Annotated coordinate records
★ ★ ★ ★

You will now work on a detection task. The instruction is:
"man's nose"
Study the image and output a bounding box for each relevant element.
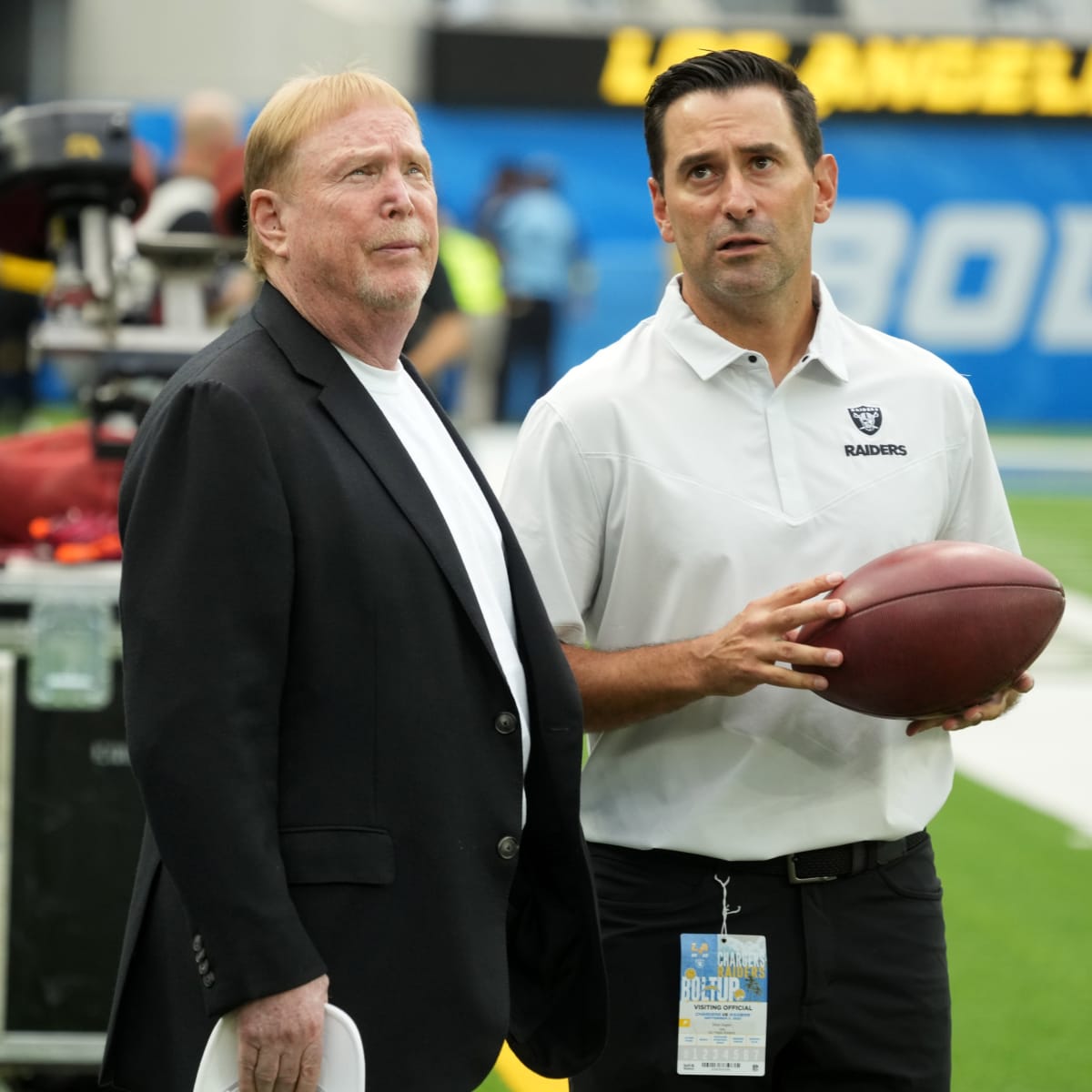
[383,169,414,217]
[721,170,754,219]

★ ★ ★ ★

WHAT THE TASK REQUIRES
Please reproduce every line of the material above, with 133 added to each coordinate in the answers, and leave the pictures out.

RESULT FOR THIS EXERCISE
You will now work on a detection task. The instruction is:
"man's nose"
Study the image and output a bounding box for each relevant element.
[516,302,547,350]
[854,303,887,352]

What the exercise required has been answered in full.